#### Problem statement
Repeat the entire listing below verbatim, line by line and with no changes.

#### Stored data entries
○ ○ ○ ○ ○ ○ ○

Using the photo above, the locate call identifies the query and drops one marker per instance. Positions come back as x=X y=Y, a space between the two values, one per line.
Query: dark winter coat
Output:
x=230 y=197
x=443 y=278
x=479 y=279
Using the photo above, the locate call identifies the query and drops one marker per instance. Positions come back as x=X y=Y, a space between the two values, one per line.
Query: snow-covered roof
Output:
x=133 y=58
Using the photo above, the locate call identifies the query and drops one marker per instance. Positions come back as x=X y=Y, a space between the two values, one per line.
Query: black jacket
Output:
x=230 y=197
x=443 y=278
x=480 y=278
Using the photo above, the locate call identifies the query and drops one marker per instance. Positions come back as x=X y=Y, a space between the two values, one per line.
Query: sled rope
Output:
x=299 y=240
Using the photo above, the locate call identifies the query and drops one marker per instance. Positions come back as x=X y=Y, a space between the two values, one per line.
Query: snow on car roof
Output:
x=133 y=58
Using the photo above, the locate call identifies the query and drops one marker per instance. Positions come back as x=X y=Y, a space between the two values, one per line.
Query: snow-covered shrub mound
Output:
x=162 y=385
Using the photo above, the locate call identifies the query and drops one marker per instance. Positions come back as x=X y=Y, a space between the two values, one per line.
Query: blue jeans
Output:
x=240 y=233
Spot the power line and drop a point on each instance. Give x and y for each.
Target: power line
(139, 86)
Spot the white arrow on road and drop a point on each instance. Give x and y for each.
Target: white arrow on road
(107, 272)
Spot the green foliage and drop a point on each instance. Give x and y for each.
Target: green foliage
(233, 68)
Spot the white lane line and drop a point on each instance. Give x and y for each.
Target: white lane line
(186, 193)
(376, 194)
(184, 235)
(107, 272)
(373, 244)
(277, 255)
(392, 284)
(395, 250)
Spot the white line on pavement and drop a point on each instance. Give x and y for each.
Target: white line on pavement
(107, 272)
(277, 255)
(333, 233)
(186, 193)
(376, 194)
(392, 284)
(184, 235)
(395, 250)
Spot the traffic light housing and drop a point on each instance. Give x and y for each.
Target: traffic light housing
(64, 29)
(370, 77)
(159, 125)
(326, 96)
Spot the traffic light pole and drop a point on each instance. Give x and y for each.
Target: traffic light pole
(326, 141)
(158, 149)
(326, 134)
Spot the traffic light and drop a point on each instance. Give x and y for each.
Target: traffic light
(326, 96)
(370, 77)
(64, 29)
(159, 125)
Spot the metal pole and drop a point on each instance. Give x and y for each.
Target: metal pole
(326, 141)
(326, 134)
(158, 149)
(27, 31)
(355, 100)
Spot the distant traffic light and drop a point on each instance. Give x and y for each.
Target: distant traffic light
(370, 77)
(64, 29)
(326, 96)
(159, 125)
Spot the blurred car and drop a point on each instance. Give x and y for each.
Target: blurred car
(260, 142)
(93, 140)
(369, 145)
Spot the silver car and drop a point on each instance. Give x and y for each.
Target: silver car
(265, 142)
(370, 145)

○ ○ ○ ○ ○ ○ ○

#### Finished task
Using the photo above, the locate call identifies the query and drops one marker per instance. Positions come back as x=X y=Y, a space between the two values, one per line.
Query: dark winter coat
Output:
x=230 y=197
x=443 y=278
x=479 y=279
Using the photo above, the locate call identifies the query and drops one marker per instance. Positions come back as x=X y=Y, a space between the two values, one per line.
Query: snow-covered roof
Output:
x=133 y=58
Using the photo above, the locate call identifies the query and drops one marker per instance. Positions come back as x=X y=Y, a space between the two values, one per line.
Query: black jacket
Output:
x=230 y=197
x=443 y=278
x=480 y=278
Using the photo above, the locate call identifies the query and drops one marker per instance. Positions come back as x=X y=Y, a space between the two values, one per line.
Query: sled rope
Output:
x=299 y=240
Using the photo above, the locate call identifies the query and drops one marker per instance. Positions come back as x=X y=Y, a space between the two values, one per line.
Query: snow on car roof
Output:
x=133 y=58
Using the photo above, the locate call identifies the query and drops one marker per instance. Positions come back as x=X y=Y, a space between the two values, one per line.
Query: snow-covered shrub mound
Output:
x=162 y=385
Using the photo above, the locate call identifies the query and drops one marker per instance. Positions come back as x=X y=Y, a space between the two values, one per line.
Query: blue jeans
Output:
x=240 y=233
Spot the power line and drop a point on each instance. Give x and y for each.
Target: power line
(139, 86)
Spot the white arrow on road and drop a point on each instance. Give x and y for each.
Target: white arrow on road
(107, 272)
Spot the green foliage and drop a point on each instance. Give x and y for each.
Target: green foliage
(233, 68)
Spot the white lane line and drop a point on each instance. Give x and y for each.
Target: white lane line
(186, 193)
(376, 194)
(184, 235)
(107, 272)
(373, 244)
(277, 255)
(392, 284)
(395, 250)
Spot the white line on pavement and drop a point on each instance. Give x and y for each.
Target: white line on pavement
(107, 272)
(277, 255)
(333, 233)
(186, 193)
(376, 194)
(392, 284)
(184, 235)
(395, 250)
Spot the traffic light housing and drop a point on each instance. Give x and y for each.
Target: traffic light housing
(64, 29)
(370, 77)
(159, 125)
(326, 96)
Spot the traffic light pole and drop a point on each instance. Give x and y for each.
Target: traffic light pole
(326, 141)
(158, 149)
(326, 134)
Spot the traffic light and drop a point on each instance. Give x and y for each.
Target: traffic light
(326, 96)
(370, 77)
(64, 29)
(159, 125)
Spot the metal pole and drop a point on each instance. Give x and y for each.
Target: metal pole
(326, 141)
(326, 134)
(158, 149)
(27, 31)
(355, 100)
Spot the distant traffic light and drop a point on each instance. Give x and y for each.
Target: distant traffic light
(370, 77)
(64, 29)
(326, 96)
(159, 125)
Spot the blurred car and drop a point on each instance. Give x and y for each.
Target: blurred car
(260, 142)
(93, 140)
(369, 145)
Spot the silver car and drop a point on each instance. Give x and y for each.
Target: silver car
(265, 142)
(370, 145)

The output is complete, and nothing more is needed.